PROBLEM TO SOLVE:
Copy the listing below word for word, keeping every line unchanged and in the same order.
─── INFORMATION SUPPLIED ───
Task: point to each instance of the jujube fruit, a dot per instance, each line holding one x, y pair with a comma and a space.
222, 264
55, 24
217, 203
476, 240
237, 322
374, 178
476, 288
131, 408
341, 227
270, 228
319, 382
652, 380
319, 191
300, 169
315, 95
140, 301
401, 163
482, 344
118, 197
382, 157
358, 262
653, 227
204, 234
───
TASK RESULT:
Task: point to each instance of the jujube fruit, a dot per instance, each line holding one x, y pair with a comma and a space.
222, 264
55, 24
217, 203
476, 240
237, 322
374, 178
476, 288
131, 408
341, 227
270, 228
319, 382
652, 380
319, 191
300, 169
315, 95
140, 301
401, 163
482, 344
118, 197
382, 157
358, 262
653, 227
204, 234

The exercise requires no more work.